Assignment
Repeat all the lines below exactly, but omit the pictures.

(Extracted entries begins)

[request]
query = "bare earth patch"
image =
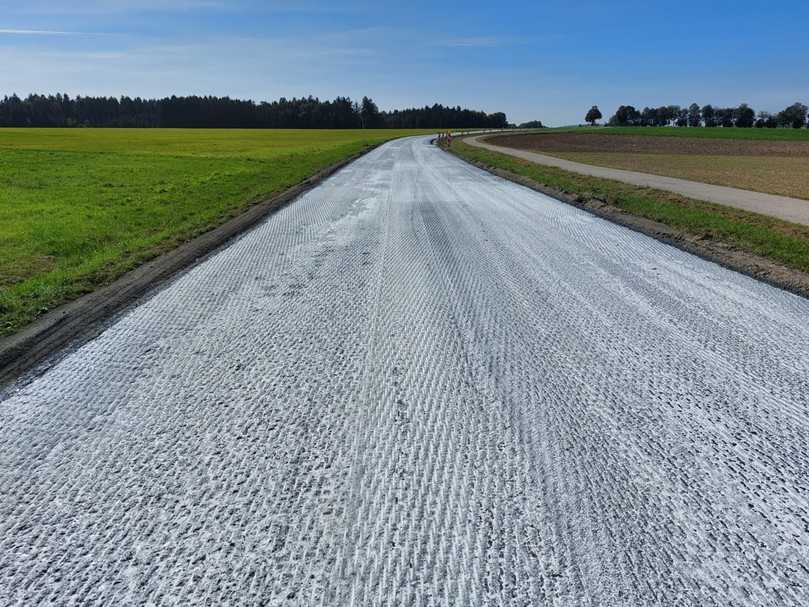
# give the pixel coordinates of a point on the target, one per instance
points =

(Extracted entries ends)

Solution
[request]
query = "bare earth patch"
image =
# give the pixel coordinates of a point on the target, one per instance
points =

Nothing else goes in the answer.